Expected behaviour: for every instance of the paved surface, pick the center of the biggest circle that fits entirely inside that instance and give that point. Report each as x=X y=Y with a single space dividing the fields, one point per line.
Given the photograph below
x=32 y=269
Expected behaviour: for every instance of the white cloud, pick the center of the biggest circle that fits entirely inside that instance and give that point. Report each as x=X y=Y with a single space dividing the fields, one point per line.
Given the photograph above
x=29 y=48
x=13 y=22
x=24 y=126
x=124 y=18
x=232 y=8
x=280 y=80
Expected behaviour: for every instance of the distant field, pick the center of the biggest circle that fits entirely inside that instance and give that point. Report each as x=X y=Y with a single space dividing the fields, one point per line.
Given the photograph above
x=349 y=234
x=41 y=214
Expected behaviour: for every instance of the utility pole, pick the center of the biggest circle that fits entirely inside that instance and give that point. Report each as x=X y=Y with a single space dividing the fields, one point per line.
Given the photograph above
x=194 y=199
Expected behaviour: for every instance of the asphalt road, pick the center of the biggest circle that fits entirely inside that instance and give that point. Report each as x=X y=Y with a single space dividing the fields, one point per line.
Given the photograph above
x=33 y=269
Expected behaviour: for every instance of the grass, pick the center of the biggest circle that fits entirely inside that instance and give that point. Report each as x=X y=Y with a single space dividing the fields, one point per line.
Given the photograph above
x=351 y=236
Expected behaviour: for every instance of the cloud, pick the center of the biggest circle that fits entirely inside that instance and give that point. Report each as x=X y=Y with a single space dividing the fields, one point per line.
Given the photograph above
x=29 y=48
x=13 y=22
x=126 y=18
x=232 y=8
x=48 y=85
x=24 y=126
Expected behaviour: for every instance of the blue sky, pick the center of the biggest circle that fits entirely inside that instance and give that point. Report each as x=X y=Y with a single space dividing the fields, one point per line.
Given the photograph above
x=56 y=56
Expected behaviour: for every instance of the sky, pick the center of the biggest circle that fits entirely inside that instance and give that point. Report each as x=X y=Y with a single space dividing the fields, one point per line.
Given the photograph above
============
Transcribe all of the material above so that it matches the source exactly.

Expected behaviour: for every instance of the paved surface, pick the center of the biggest circle that fits entirely inside that instance and give that point. Report each as x=X y=Y with a single space dividing the fields, one point per line.
Given the photograph below
x=32 y=269
Expected behaviour: for every instance of the white cloud, pick the center of the biggest circle that fits entirely inside that instance and give that point. Report each as x=X y=Y with a single space dividing the fields, one point per line.
Given the photograph above
x=29 y=48
x=13 y=22
x=24 y=126
x=124 y=18
x=232 y=8
x=280 y=80
Expected behaviour: for every instance of the distant field, pick the center of the biggest circle that fits entirely inside that instance and give that point. Report each as x=X y=Y with a single space dividing the fields, one point per line.
Given the photograph above
x=349 y=234
x=41 y=214
Expected behaviour: for every instance of the utility pole, pick the center of the biggest circle that fits entirely inside that instance and give that point. Report each as x=X y=Y with a single space dividing the fields, one point per line.
Given the photograph above
x=194 y=199
Expected behaviour: for every instance of the asphalt road, pick the center of the biggest circle that fits entirely inside that instance and give that point. Report each as x=X y=Y with a single space dividing the fields, one point per line.
Given the photograph above
x=33 y=269
Expected behaviour: for every instance of the grass, pick the center of the biggest circle that fits entirely inside that instance and give that point. Report each as x=X y=Y with a single space dividing the fields, one point per line.
Given the photograph above
x=351 y=236
Expected behaviour: for every instance of the cloud, pick the center of the biggest circle that fits entirely inside that instance and give that point. Report each as x=X y=Y with a single space dividing the fields, one point per line.
Given the photograph above
x=29 y=48
x=13 y=22
x=126 y=18
x=232 y=8
x=48 y=85
x=24 y=126
Expected behaviour: for every instance of the blue sky, pick the center of the biggest circle that fits entirely inside that instance and give that point. Report each as x=X y=Y with a single space dividing the fields, one point per line.
Given the photograph above
x=56 y=56
Expected behaviour: for every instance of the sky, pick the center of the biggest circle that fits entirely inside that instance and give that point. Report each as x=X y=Y with a single space dividing the fields, one point per line.
Given the photograph above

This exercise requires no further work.